## TEXT BLOCK
* * * *

Best Practices

Best Practices
Prev	Chapter 5. Query RDF Graphs	Next

Additional Query Options

The RDF Graph feature allows you to specify additional query options. It implements these capabilities by using the SPARQL namespace prefix syntax to refer to Oracle-specific namespaces that contain these query options. The namespaces are defined in the form PREFIX ORACLE_SEM_FS_NS.

Additional query options can be passed to a SPARQL query by including a line in the following form:

PREFIX ORACLE_SEM_FS_NS: <http://oracle.com/semtech#option>

The option reflects a query setting (or multiple query options delimited by commas) to be applied to the SPARQL query execution. For example:

PREFIX ORACLE_SEM_FS_NS:
<http://oracle.com/semtech#TIMEOUT=3,DOP=4,ORDERED>
SELECT * WHERE {?subject ?property ?object }

The following query options are supported:

ASSERTED_ONLY causes only the asserted triples/quads to be queried.
BATCH=n specifies the size of the batches (n) used to execute concurrent retrieval of bindings. Using a batch size that is larger than the default of 1,000, such as 5,000 or 10,000 when retrieving RDF data from the Oracle NoSQL Database may improve performance.
BEST_EFFORT_QUERY=T, when used with the TIMEOUT=n option, returns all matches found in n seconds for the SPARQL query.
DOP=n specifies the degree of parallelism (n) for the query. The default value is 1. With multi-core or multi-CPU processors, experimenting with different DOP values (such as 4 or 8) may improve performance. A good starting point for DOP can be the number of CPU cores, assuming the level of query concurrency is low. To ensure that no single query dominates the CPU resources, DOP should be set at a lower value when the number of concurrent requests increases.
INCLUDE=RULEBASE_ID=n specifies the rulebase ID to use when answering a SPARQL query. This query option will override any rulebase configuration defined at the SPARQL Service endpoint.
INF_ONLY causes only the inferred triples/quads to be queried.
JENA_EXECUTOR disables the compilation of SPARQL queries to the RDF Graph feature; instead, the Apache Jena native query executor will be used.
JOIN_METHOD={nl, hash} specifies how query patterns in a SPARQL query can be joined, either a nested loop join (nl) or hash join (hash) method can be used. For more information, see JOIN_METHOD option.
ORDERED specifies that query patterns in a SPARQL query should be executed in the same order as they are specified.
TIMEOUT=n (query timeout) specifies the number of seconds (n) that the query will run until it is terminated. The underlying query execution generated from a SPARQL query can return many matches and can use features like sub-queries and assignments, all of which can take considerable time. The TIMEOUT and BEST_EFFORT_QUERY=t options can be used to prevent what you consider excessive processing time for the query.

* * * *

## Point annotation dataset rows
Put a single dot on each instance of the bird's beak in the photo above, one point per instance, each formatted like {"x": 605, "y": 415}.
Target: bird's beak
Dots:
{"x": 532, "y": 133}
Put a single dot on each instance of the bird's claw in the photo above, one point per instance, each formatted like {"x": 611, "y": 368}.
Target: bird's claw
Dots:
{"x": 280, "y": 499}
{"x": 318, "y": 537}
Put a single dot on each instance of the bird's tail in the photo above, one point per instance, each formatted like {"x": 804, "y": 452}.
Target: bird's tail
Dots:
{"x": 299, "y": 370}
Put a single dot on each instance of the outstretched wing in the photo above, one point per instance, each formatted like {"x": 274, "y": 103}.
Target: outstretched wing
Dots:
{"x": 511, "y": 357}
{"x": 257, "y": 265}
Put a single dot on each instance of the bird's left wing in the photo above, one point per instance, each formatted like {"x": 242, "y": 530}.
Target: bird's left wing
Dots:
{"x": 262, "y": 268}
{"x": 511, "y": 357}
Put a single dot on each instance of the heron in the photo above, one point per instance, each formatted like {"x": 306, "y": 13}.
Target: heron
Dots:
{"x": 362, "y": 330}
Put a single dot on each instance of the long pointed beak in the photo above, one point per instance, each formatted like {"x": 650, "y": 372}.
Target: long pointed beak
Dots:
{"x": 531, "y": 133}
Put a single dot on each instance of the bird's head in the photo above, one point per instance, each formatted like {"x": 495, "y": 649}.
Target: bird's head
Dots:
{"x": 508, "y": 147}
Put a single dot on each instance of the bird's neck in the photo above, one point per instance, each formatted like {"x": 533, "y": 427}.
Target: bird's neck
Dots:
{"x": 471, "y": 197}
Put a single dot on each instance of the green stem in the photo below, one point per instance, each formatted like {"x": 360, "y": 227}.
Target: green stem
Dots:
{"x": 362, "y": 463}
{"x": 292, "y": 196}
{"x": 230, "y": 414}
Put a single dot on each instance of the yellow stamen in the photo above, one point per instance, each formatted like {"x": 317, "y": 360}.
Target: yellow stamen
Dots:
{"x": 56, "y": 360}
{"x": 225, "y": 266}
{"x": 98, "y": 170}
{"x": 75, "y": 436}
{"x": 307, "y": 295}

* * * *

## STATED TASK
From the page on SPARQL query options, reproduce word for word the passage that begins with the words "ORDERED specifies that" and ends with "time for the query.".

## THE COMPLETED TASK
ORDERED specifies that query patterns in a SPARQL query should be executed in the same order as they are specified.
TIMEOUT=n (query timeout) specifies the number of seconds (n) that the query will run until it is terminated. The underlying query execution generated from a SPARQL query can return many matches and can use features like sub-queries and assignments, all of which can take considerable time. The TIMEOUT and BEST_EFFORT_QUERY=t options can be used to prevent what you consider excessive processing time for the query.